-- Start of Entries shown --

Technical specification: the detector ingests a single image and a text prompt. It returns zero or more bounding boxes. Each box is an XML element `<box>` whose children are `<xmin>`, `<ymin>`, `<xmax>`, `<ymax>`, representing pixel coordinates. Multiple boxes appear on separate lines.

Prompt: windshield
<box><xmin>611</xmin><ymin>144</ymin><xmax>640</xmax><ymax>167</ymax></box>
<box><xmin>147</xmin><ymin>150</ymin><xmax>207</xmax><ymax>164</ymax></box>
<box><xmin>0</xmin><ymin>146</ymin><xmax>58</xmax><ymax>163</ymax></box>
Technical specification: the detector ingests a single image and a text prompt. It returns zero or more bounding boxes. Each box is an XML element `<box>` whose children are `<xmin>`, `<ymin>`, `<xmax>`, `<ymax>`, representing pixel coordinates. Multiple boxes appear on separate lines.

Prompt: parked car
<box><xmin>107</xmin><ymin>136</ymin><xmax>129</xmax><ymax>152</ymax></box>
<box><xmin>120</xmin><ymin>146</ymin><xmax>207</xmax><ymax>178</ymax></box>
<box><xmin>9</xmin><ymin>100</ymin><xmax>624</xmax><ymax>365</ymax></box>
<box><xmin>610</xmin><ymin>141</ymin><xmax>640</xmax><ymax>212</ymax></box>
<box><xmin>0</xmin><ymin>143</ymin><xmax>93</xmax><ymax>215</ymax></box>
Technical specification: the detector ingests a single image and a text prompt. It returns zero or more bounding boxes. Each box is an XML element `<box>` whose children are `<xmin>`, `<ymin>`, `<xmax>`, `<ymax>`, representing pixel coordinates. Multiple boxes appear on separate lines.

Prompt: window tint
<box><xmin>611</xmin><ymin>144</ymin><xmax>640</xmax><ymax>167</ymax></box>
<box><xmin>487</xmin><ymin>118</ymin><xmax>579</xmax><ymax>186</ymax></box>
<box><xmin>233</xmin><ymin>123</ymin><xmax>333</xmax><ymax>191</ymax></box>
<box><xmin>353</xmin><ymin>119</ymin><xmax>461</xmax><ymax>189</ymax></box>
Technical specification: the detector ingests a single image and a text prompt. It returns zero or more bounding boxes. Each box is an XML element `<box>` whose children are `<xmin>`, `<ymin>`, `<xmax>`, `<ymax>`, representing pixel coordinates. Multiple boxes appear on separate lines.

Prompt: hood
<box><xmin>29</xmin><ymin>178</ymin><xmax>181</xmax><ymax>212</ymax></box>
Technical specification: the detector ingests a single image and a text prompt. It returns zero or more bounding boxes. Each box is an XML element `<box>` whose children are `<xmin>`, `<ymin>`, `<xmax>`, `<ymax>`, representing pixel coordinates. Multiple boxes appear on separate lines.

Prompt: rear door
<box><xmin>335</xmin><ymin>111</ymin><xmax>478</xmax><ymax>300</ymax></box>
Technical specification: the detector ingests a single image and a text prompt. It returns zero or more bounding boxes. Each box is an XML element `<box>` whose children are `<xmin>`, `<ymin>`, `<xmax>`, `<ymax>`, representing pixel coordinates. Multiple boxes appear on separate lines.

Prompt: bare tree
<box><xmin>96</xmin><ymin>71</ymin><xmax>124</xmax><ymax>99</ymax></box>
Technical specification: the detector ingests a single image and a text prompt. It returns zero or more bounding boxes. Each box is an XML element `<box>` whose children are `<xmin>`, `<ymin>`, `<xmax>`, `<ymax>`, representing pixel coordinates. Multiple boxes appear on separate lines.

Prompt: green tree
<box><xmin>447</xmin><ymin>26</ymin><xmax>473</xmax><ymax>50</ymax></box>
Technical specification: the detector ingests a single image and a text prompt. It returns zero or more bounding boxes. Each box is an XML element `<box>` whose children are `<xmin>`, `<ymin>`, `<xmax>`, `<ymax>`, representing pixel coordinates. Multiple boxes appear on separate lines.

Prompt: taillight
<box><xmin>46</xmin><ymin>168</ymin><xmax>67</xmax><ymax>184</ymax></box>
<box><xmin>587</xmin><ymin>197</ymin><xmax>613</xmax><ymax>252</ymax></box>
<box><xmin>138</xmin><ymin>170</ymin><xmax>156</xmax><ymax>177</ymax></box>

-- End of Entries shown --
-- Start of Entries shown --

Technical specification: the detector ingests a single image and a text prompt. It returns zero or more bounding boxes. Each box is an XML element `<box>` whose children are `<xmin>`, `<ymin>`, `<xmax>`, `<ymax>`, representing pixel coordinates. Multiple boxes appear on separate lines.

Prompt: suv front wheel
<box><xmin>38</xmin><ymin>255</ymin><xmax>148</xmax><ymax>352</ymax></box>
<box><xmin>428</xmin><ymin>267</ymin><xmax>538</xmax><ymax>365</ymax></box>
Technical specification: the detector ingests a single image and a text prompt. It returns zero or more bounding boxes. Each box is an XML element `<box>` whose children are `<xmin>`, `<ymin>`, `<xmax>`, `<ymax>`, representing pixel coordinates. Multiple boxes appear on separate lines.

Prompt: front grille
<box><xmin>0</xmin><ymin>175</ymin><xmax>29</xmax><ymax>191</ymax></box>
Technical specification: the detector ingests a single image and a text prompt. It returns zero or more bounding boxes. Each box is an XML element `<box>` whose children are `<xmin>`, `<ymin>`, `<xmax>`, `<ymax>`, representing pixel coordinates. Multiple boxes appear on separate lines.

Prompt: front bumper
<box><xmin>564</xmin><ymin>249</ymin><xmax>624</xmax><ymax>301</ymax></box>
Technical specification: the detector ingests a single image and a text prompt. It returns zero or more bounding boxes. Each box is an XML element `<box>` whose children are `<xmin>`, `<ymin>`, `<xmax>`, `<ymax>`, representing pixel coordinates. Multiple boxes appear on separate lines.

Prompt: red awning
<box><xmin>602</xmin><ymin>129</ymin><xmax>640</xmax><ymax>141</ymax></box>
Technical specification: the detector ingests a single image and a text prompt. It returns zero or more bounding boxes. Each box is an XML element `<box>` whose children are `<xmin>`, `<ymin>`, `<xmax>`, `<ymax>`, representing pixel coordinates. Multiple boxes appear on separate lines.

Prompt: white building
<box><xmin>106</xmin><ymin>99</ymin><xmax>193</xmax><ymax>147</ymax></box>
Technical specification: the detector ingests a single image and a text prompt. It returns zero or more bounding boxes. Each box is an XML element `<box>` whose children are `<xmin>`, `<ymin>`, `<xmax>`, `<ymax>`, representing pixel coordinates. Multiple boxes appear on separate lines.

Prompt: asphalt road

-- End of Entries shown --

▶ _Work to complete_: Pull out every line in the data above that contains the word "front". Copy each one in full.

▶ _Solution for this exercise_:
Prompt: suv front wheel
Prompt: front grille
Prompt: front bumper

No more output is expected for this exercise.